▸ **What the task requires**
From the entries that follow, reproduce exactly and only the lines from the line with "the concrete bleacher" to the line with "the concrete step", endpoints included.

▸ **Data for this task**
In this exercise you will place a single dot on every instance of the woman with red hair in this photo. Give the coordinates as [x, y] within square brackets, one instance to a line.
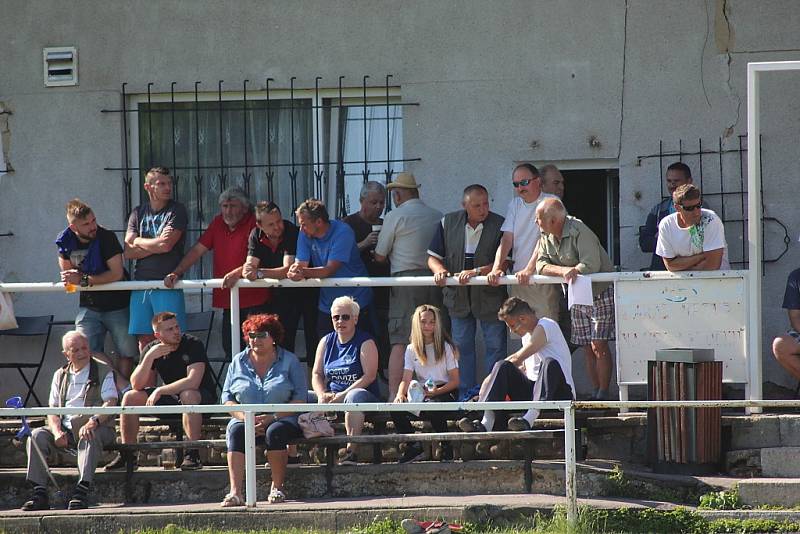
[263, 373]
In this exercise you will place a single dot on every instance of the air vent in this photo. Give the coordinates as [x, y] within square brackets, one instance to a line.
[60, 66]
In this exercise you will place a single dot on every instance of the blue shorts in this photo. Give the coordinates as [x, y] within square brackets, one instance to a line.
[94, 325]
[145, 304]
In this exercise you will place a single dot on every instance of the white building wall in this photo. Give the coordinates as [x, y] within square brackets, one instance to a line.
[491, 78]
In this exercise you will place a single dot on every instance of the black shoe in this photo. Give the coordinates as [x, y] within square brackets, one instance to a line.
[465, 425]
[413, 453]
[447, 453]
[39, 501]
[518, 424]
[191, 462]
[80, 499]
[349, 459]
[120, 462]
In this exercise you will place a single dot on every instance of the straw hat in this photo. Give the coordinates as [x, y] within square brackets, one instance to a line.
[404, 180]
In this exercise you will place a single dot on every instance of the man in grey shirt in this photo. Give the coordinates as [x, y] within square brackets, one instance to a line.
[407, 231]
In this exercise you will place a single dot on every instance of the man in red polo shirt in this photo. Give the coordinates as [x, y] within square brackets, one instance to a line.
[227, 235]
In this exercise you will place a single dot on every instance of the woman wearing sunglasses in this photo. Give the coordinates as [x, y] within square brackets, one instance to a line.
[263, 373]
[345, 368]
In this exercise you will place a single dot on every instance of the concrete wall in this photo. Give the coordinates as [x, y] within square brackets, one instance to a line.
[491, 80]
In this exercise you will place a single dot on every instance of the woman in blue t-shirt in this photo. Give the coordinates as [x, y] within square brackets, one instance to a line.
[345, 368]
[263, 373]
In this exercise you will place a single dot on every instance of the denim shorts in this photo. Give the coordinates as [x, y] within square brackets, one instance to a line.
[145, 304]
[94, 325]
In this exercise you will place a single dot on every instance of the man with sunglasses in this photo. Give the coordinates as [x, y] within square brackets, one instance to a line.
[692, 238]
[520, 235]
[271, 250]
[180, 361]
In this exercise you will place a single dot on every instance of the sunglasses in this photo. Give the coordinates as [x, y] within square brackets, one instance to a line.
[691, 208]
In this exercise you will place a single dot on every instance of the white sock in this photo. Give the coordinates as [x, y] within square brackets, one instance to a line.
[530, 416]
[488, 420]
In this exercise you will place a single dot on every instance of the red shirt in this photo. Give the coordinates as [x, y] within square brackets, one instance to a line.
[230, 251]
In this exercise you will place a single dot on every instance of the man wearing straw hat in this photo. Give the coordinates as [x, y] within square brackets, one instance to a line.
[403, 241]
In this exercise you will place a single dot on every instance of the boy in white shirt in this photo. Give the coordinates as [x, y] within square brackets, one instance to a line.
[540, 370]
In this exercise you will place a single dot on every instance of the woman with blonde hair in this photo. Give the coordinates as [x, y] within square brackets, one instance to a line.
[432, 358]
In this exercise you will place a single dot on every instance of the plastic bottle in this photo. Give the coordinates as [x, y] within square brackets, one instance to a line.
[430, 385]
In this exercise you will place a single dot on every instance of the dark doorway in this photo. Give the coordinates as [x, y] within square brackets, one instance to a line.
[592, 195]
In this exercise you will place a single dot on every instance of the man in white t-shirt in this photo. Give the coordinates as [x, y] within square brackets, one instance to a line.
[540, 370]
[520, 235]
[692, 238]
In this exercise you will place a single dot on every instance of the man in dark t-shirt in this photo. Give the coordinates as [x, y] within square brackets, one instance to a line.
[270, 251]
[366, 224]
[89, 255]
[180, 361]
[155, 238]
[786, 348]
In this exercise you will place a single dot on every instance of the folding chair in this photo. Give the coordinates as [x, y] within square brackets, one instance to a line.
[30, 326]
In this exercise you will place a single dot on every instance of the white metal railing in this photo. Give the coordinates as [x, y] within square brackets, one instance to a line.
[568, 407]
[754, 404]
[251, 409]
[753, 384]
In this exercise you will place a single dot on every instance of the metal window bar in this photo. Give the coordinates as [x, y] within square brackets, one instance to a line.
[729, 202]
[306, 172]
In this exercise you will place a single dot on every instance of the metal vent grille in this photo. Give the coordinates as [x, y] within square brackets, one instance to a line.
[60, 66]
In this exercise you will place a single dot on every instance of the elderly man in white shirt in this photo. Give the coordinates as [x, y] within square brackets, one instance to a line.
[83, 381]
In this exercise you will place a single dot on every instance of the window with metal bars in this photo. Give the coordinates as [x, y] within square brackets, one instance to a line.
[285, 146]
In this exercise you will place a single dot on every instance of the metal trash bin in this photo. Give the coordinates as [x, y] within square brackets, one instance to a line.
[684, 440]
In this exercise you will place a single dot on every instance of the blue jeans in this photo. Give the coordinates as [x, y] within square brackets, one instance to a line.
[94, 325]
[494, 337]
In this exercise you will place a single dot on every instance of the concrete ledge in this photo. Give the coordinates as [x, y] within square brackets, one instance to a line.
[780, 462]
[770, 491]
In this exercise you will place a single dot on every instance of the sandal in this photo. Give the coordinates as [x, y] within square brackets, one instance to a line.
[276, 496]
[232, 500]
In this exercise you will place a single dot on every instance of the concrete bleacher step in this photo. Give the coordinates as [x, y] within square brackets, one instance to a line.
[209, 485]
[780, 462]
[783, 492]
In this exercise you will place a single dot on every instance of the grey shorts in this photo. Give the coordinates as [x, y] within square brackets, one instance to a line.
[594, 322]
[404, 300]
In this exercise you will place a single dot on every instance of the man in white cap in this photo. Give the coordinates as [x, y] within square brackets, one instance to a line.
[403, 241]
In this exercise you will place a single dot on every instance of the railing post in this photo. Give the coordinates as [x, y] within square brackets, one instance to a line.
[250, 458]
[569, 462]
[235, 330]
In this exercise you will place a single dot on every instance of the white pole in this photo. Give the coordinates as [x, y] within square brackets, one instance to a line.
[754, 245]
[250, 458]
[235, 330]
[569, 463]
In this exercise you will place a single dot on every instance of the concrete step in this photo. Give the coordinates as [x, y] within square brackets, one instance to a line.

...

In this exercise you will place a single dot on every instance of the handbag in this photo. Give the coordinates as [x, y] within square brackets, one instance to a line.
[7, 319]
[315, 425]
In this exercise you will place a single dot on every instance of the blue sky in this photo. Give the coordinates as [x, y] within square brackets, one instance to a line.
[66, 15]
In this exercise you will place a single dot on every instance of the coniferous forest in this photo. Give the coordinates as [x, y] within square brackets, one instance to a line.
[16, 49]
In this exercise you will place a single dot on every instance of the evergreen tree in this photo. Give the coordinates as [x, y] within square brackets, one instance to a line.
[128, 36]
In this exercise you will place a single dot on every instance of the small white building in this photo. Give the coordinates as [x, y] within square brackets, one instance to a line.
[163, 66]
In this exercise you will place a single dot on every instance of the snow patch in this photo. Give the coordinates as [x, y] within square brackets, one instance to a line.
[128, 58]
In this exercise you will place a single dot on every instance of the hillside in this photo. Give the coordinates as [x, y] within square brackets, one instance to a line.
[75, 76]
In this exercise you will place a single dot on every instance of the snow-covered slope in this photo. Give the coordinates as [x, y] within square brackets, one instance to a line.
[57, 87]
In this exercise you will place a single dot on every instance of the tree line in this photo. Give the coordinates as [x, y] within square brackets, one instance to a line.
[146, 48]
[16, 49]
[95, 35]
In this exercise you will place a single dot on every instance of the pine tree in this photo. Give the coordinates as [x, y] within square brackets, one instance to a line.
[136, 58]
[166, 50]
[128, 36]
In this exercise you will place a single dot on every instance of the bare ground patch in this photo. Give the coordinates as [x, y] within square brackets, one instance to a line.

* * *

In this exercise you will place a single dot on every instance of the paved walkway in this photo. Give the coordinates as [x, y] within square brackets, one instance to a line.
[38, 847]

▸ **Solution to this exercise**
In this exercise you will place a single dot on every instance of the concrete bleacher step in this photo. Give the coordinates as [x, y] within square brackets, one instance to a line.
[209, 485]
[780, 462]
[783, 492]
In this exercise you will place a single dot on every instance of the grey shorts in this photo. Give the coordinates as [x, y] within square brackets, one instance to a line.
[594, 322]
[404, 300]
In this exercise you will place a single dot on every instance of the man in white cap in this photo. Give the coordinates as [x, y] within square brackets, one instance to a line.
[403, 241]
In this exercise you will place a single dot on every instance of the railing post in this photo. Give the coordinates as [x, y] within square brackets, one instance to a line.
[250, 458]
[569, 462]
[235, 330]
In this exercise you will place a single dot on every instance of the white pole in this photo. Give the coordinates as [x, y] within square brackets, one instance to a line.
[754, 245]
[250, 458]
[235, 330]
[569, 463]
In this exercise you will place a single dot on every instance of the concrete step in this photo. Give the coordinates as [x, y] within square brackets, one instance to a line.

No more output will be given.